• _To be done_:
Every entry must be repeated exactly. Exclude all pictures.

• _Given information_:
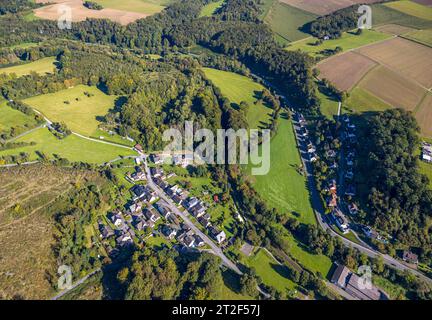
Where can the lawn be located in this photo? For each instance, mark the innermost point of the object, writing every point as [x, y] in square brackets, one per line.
[238, 88]
[422, 36]
[361, 100]
[42, 66]
[74, 108]
[270, 271]
[149, 7]
[13, 118]
[411, 8]
[73, 148]
[348, 41]
[286, 21]
[209, 9]
[283, 187]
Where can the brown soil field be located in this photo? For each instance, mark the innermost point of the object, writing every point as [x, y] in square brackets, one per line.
[345, 70]
[410, 59]
[28, 196]
[424, 116]
[393, 88]
[395, 29]
[323, 7]
[81, 13]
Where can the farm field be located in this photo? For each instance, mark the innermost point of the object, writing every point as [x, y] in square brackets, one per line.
[26, 229]
[406, 57]
[13, 118]
[270, 271]
[345, 70]
[411, 8]
[80, 114]
[286, 21]
[348, 41]
[424, 115]
[422, 36]
[324, 7]
[73, 148]
[383, 15]
[238, 88]
[392, 88]
[284, 188]
[361, 101]
[211, 8]
[42, 66]
[81, 13]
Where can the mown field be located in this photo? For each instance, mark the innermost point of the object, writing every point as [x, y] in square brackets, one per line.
[26, 194]
[209, 9]
[348, 41]
[42, 66]
[13, 118]
[238, 88]
[74, 108]
[286, 21]
[73, 148]
[411, 8]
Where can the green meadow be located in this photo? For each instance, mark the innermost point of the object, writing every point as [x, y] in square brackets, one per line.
[284, 188]
[209, 9]
[238, 88]
[348, 41]
[286, 21]
[42, 66]
[74, 108]
[73, 148]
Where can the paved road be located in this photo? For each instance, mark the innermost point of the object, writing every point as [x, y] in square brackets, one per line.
[76, 284]
[320, 212]
[216, 250]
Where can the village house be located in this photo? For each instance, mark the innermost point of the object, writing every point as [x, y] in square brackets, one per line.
[151, 215]
[349, 281]
[410, 257]
[218, 235]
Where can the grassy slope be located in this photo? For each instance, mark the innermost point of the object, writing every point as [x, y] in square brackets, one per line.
[141, 6]
[11, 118]
[238, 88]
[270, 271]
[73, 148]
[79, 116]
[209, 10]
[384, 15]
[348, 41]
[42, 66]
[422, 36]
[411, 8]
[285, 21]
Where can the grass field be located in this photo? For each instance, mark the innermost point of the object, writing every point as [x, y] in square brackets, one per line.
[348, 41]
[283, 187]
[141, 6]
[80, 115]
[13, 118]
[422, 36]
[42, 66]
[270, 271]
[209, 9]
[238, 88]
[411, 8]
[73, 148]
[361, 100]
[286, 21]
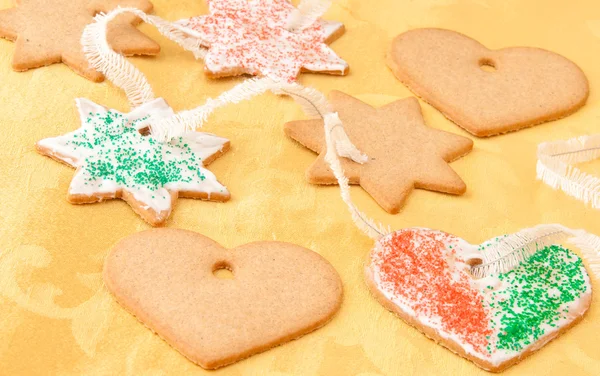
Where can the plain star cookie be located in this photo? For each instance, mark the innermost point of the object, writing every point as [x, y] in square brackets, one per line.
[424, 276]
[48, 32]
[487, 92]
[279, 292]
[114, 159]
[252, 37]
[403, 152]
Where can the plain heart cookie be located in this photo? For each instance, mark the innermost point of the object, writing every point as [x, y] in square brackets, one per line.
[423, 276]
[279, 292]
[487, 92]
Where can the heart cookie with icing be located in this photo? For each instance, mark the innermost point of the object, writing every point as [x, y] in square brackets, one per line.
[278, 292]
[424, 277]
[487, 92]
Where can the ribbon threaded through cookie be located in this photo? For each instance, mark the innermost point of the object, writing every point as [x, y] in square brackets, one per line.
[138, 90]
[555, 167]
[512, 250]
[503, 258]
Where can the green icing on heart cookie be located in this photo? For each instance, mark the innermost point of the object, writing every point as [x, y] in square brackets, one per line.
[536, 301]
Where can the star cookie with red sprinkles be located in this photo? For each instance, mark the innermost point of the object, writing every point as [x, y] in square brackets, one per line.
[253, 37]
[49, 32]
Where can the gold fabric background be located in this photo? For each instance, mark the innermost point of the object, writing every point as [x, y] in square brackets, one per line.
[57, 318]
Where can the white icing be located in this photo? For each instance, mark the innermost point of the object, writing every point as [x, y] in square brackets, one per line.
[203, 145]
[465, 251]
[252, 36]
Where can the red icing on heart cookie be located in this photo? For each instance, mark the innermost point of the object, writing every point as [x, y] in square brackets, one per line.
[417, 264]
[424, 276]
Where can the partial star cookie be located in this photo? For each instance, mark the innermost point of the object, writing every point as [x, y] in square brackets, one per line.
[115, 160]
[403, 152]
[48, 32]
[251, 37]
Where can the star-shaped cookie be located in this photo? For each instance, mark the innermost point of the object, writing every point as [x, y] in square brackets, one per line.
[403, 152]
[252, 37]
[48, 32]
[114, 159]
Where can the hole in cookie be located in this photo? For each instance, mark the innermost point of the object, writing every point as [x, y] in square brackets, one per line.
[223, 270]
[487, 65]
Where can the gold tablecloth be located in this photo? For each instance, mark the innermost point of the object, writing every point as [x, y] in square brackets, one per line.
[57, 318]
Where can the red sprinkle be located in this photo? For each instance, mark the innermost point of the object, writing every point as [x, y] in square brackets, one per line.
[412, 264]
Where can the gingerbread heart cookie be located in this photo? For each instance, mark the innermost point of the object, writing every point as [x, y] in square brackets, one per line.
[279, 292]
[487, 92]
[424, 277]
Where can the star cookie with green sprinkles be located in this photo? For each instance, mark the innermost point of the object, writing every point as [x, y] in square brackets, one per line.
[424, 277]
[115, 159]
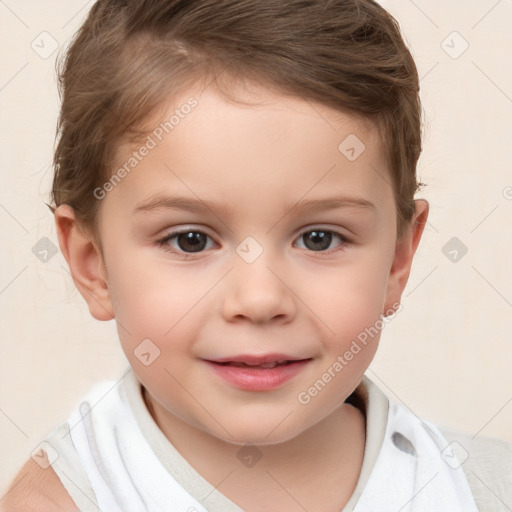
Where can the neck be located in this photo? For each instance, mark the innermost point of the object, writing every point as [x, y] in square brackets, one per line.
[327, 457]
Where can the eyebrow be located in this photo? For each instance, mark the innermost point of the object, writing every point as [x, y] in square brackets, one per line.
[195, 205]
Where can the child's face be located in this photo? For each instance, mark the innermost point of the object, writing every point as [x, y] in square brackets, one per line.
[258, 285]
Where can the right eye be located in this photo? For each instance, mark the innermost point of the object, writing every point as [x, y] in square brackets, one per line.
[184, 242]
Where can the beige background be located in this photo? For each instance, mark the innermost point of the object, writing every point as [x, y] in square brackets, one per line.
[447, 355]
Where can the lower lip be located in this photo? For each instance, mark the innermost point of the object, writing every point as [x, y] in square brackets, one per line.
[258, 379]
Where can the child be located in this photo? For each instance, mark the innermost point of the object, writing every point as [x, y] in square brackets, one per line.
[261, 128]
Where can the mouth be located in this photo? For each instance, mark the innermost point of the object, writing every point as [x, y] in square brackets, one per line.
[258, 373]
[269, 365]
[266, 361]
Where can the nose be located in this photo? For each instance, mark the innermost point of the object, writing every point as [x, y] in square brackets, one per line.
[258, 291]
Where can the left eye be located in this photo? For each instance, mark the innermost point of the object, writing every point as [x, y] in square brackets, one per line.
[319, 240]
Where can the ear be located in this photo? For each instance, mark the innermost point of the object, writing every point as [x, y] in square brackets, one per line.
[406, 246]
[85, 262]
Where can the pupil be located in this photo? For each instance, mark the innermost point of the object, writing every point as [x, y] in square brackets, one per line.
[193, 241]
[318, 237]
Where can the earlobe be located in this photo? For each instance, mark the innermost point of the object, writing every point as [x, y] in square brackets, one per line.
[406, 246]
[85, 263]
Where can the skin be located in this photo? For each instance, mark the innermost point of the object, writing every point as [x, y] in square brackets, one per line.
[296, 299]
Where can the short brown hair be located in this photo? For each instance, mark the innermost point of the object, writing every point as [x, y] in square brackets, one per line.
[129, 56]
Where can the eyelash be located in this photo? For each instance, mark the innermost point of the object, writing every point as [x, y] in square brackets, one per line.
[163, 242]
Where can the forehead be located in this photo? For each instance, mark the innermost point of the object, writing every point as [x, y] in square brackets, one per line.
[263, 146]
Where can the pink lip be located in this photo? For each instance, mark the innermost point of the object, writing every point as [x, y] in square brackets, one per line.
[258, 379]
[257, 359]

• _Expected answer_:
Where can the lawn be located in this photo? For each instance, mark the innermost point of the object, writing every point as [x, y] in square brackets, one per line.
[238, 88]
[422, 36]
[361, 100]
[42, 66]
[74, 108]
[270, 271]
[149, 7]
[13, 118]
[411, 8]
[73, 148]
[348, 41]
[286, 21]
[209, 9]
[283, 187]
Where can the brown soil field be located in this photo? For each instance, mark the innermost point of the object, writing every point as [x, y] in square brackets, one per line.
[345, 70]
[410, 59]
[28, 196]
[424, 116]
[393, 88]
[395, 29]
[323, 7]
[81, 13]
Where can the farm field be located in this photo? For each instance, mark the innermost point of the object, writing every point as [x, y] in square brackets, one per line.
[26, 229]
[406, 57]
[13, 118]
[270, 271]
[345, 70]
[411, 8]
[80, 114]
[286, 21]
[348, 41]
[424, 115]
[422, 36]
[324, 7]
[73, 148]
[383, 15]
[238, 88]
[392, 88]
[284, 188]
[361, 101]
[211, 8]
[42, 66]
[81, 13]
Where can the mown field be located in this photo? For each instance, mark the innermost point of the object, writing every point as [x, y] in square brackets, one per line.
[26, 194]
[209, 9]
[348, 41]
[42, 66]
[13, 118]
[238, 88]
[74, 108]
[286, 21]
[73, 148]
[411, 8]
Where can the green meadow be located in this photo? For each instance, mark the innermost point of the object, writing every point as [x, y] in square brackets, one per line.
[284, 188]
[209, 9]
[238, 88]
[348, 41]
[286, 21]
[42, 66]
[74, 108]
[73, 148]
Where can the paved road be located in this photo? For each instance, mark the innermost point of the object, writing every point as [x, y] in square brackets, one per line.
[76, 284]
[320, 212]
[216, 250]
Where can the village house be located in this photo? For each instance, mark the innermost point of the object, writing every point as [x, y] in square brackets, one per line.
[151, 215]
[349, 281]
[410, 257]
[218, 235]
Where can the grassy slope be located in this photo? For each instance, mark the innermost point of the object, writing every point as [x, y] in square brackets, one per line.
[141, 6]
[11, 118]
[238, 88]
[270, 271]
[73, 148]
[79, 116]
[209, 10]
[384, 15]
[348, 41]
[42, 66]
[422, 36]
[411, 8]
[285, 21]
Where can the grass field be located in this photo? For each instance, mark the innermost point of the object, writing every point as [x, y] in square brackets, one per line.
[348, 41]
[283, 187]
[141, 6]
[80, 115]
[13, 118]
[422, 36]
[42, 66]
[270, 271]
[209, 9]
[238, 88]
[411, 8]
[73, 148]
[361, 100]
[286, 21]
Where can the plain star cookie be located in this photo? For each instance, mark the innermost point of the object, writing every point as [x, y] in square brackets, one per line.
[424, 276]
[48, 32]
[487, 92]
[279, 292]
[114, 159]
[252, 37]
[403, 152]
Where can the plain heart cookie be located in this photo? For each instance, mark the innermost point of the object, writing every point as [x, y] in square brackets, one per line.
[423, 276]
[279, 292]
[487, 92]
Where can the heart cookie with icing be located in this photo? For each instance, mark the innermost point of the object, writing every point as [x, y] in square brackets, one per line.
[278, 292]
[424, 277]
[487, 92]
Where can the ribbon threaded through cookie be located in this photo? For each instance, mark the innermost point of the object, writing every point as [x, y] in square brackets, one per line.
[138, 90]
[555, 167]
[512, 250]
[503, 258]
Where can the green icing on heart cookie be located in this photo? For each instance, mark the innermost point of the object, writing every point as [x, y] in square brackets, one per line.
[536, 301]
Where can the star cookie with red sprinkles be located in this photo? For each instance, mark the innermost point of the object, writing every point as [x, y] in square brackets, one per line.
[253, 37]
[49, 32]
Where can the gold fabric background be located in this photo? For each instance, mark the innermost point of the object, writing every point as [x, y] in square brackets, one per line.
[57, 318]
Where can the white icing be located in this photo? For each instance, mark the innermost point of the object, writing every point as [x, y] in square brackets, one per line.
[203, 145]
[465, 251]
[252, 36]
Where can the red icing on heart cookie be located in this photo? For each instance, mark the innermost point of the object, writing every point as [x, y] in square brackets, one per line.
[417, 264]
[424, 276]
Where can the partial star cookie be located in this photo? For each instance, mark the innermost point of the object, writing every point as [x, y] in square brackets, one per line.
[115, 160]
[403, 152]
[48, 32]
[251, 37]
Where can the star-shaped cookie be located in this photo? For each instance, mark the innermost point of the object, writing every point as [x, y] in square brackets, one per line.
[403, 152]
[252, 37]
[48, 32]
[114, 159]
Where can the hole in cookie be located in this photo? For each instance, mark the innermost point of the object, writing every point as [x, y] in square brackets, one per line.
[223, 270]
[487, 65]
Where can the gold tablecloth be located in this photo? For each instance, mark the innermost point of the object, writing every point as [x, y] in square brackets, one per line.
[57, 318]
Where can the red sprinkle be located in this photo? For each instance, mark the innermost point of the object, writing every point as [x, y] in square brackets, one per line.
[412, 264]
Where can the gingerbread heart cookie be located in this photo? For each instance, mark the innermost point of the object, writing every point as [x, y] in square brackets, one per line.
[279, 292]
[487, 92]
[424, 277]
Where can the star cookie with green sprinkles be located in this photo? For each instance, mark the innermost point of the object, writing every point as [x, y] in square brackets, one per line.
[424, 277]
[115, 159]
Where can the neck be located in this photo? For each instance, mark the innermost point of the object, writing every point as [x, y] in square brackets, one per line.
[327, 457]
Where can the eyebrow be located in this photo? For each instance, mark the innermost point of the object, writing every point as [x, y] in square brackets, one per line.
[195, 205]
Where can the child's face be located in this photo? For each instance, mark the innermost point of the object, writing every point as [x, y] in square brackets, one per line.
[258, 285]
Where can the right eye be located in this photo? For each instance, mark the innermost point of the object, writing every point as [x, y] in square brackets, one per line.
[184, 242]
Where can the beige background be located in this photo? For each instance, mark the innermost point of the object, writing every point as [x, y] in square brackets, one per line.
[447, 355]
Where can the lower lip be located in this photo? For each instance, mark the innermost point of the object, writing every point as [x, y] in square brackets, one per line.
[258, 379]
Where can the child be located in this photo? For each instance, mark the innermost point of the object, writing every point as [x, y] in square brackets, one per line.
[261, 128]
Where can the mouth be located in this photo? For each instance, mark the innermost point of the object, writing every point as [x, y] in square brackets, one per line.
[258, 373]
[269, 365]
[266, 361]
Where can the nose be located in this photo? For each instance, mark the innermost point of the object, writing every point as [x, y] in square brackets, one per line.
[258, 291]
Where can the left eye be located in this photo? For each instance, mark the innermost point of the object, writing every point as [x, y] in square brackets, one per line.
[319, 240]
Where can the ear be located in this photo? For each instance, mark the innermost point of the object, writing every point as [x, y] in square brackets, one per line.
[406, 246]
[85, 262]
Where can the pupil be located in this photo? For each instance, mark the innermost point of the object, writing every point as [x, y] in square brackets, one per line.
[193, 241]
[318, 237]
Where can the earlobe be located in this photo? For each instance, mark the innermost point of the object, writing every point as [x, y] in square brackets, one per line.
[406, 246]
[85, 263]
Where can the skin be located in this photo? For each instance, mark the innermost point of the object, writing every point as [x, y] in square brackets, one per line.
[296, 299]
Where can the short brown hair be located in this photo? For each instance, mark the innermost point of the object, writing every point as [x, y] in square brackets, one per line.
[129, 56]
Where can the eyelash be located in this photo? For each instance, mark the innermost point of the object, writing every point as [x, y] in square brackets, one per line.
[163, 242]
Where can the forehead be located in this photo? For each instance, mark the innermost point of the object, writing every point as [x, y] in square brackets, one per line.
[263, 146]
Where can the pink lip be located in this photo? For each instance, mark the innermost point of the object, writing every point as [x, y] in square brackets, one per line.
[258, 379]
[257, 359]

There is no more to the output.